Text section ▸
══════════

On Dec 10, 2007, at 3:40 AM, Thorsten Scherler wrote:

I ended up with:

<!-- This will match all extension less requests -->
     <map:match type="regexp" pattern="^[^.]+$">
       <!-- This will match all requests having "/" on the end -->
       <map:match type="regexp" pattern="^(.*)/$">
         <map:match pattern="*/">
           <map:redirect-to uri="../{1}.html" />

This is a browser redirect, so user will ultimately see .../foo.html URL in the browser. In this case, why would you start with a URL without extension? I does not make any sense. Just use URL with extension from the beginning.


         </map:match>
         <map:match pattern="**/*/">
           <map:redirect-to uri="../{2}.html" />
         </map:match>
       </map:match>
       <map:match pattern="**/*">
         <map:redirect-to uri="{2}.html" />
       </map:match>
       <map:match pattern="*">
         <map:redirect-to uri="{1}.html" />
       </map:match>
     </map:match>

Regardless of comment above, what you got here is too verbose, you can DRY it down using smarter match pattern. For example:

  <map:match pattern="^(?:[^.\/]*\/)*([^.\/]+)\/$">
    <map:redirect-to uri="../{1}.html"/>
  </map:match>
  <map:match pattern="^(?:[^.\/]*\/)*([^.\/]+)$">
    <map:redirect-to uri="{1}.html"/>
  </map:match>


One side effect is that the app is now way slower if you use
"extensionless requests". In our application we need the extensions to
trigger the correct pipelines, which I consider the normal usage of
cocoon. By redirecting the request one is causing more processing on the
app which explains the higher response time.

══════════

[Excerpts of bounding box data]
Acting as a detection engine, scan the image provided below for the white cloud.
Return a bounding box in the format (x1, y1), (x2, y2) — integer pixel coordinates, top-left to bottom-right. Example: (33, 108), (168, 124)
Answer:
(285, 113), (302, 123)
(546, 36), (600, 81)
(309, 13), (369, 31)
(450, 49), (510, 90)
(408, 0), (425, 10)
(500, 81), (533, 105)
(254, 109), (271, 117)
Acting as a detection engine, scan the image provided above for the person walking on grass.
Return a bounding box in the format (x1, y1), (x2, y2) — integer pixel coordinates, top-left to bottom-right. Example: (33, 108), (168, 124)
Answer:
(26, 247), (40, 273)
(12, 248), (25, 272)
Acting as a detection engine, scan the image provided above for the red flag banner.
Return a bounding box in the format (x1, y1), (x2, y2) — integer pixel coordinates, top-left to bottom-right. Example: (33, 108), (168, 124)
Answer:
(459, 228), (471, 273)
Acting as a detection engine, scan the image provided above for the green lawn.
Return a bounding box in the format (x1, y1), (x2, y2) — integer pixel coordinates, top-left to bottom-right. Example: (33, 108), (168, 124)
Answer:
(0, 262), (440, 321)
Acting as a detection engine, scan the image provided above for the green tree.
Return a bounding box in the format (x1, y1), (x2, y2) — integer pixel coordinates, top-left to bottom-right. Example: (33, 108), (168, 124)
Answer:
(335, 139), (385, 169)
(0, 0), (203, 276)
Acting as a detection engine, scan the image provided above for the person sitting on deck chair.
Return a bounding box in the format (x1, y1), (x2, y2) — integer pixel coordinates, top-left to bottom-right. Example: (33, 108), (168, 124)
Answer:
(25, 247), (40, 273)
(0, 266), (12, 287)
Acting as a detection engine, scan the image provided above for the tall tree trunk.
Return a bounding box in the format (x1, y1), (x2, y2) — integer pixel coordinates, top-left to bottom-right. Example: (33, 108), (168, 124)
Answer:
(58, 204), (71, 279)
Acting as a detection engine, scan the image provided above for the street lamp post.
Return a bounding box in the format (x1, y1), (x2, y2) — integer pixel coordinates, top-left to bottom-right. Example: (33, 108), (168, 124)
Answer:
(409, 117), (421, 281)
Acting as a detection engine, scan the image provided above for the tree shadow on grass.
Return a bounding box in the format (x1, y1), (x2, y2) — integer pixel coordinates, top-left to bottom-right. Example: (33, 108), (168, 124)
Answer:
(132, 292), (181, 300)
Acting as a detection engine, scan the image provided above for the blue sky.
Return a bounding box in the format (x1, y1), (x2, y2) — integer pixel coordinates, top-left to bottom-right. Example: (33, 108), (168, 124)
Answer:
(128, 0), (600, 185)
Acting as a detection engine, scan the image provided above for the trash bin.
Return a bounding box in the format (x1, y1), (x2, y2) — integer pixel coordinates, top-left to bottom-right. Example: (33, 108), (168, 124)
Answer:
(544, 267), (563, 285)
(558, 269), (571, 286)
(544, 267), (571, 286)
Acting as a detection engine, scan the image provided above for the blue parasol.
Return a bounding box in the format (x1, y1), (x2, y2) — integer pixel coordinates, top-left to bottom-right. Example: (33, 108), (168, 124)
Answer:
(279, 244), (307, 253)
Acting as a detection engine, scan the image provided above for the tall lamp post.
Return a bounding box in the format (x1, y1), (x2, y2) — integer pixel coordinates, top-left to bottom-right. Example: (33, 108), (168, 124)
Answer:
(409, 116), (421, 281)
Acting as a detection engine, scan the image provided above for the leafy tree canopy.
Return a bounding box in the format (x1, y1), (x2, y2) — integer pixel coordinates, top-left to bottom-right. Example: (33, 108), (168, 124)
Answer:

══════════

Directions ▸
(1) In the message about Cocoon redirects, list every pattern value given in a map:match tag of the configuration introduced by "I ended up with:".
(2) In the message about Cocoon redirects, reproduce the passage word for word from "One side effect" up to and including "higher response time.".

Solutions for each task ▸
(1)
- ^[^.]+$
- ^(.*)/$
- */
- **/*/
- **/*
- *

(2)
One side effect is that the app is now way slower if you use
"extensionless requests". In our application we need the extensions to
trigger the correct pipelines, which I consider the normal usage of
cocoon. By redirecting the request one is causing more processing on the
app which explains the higher response time.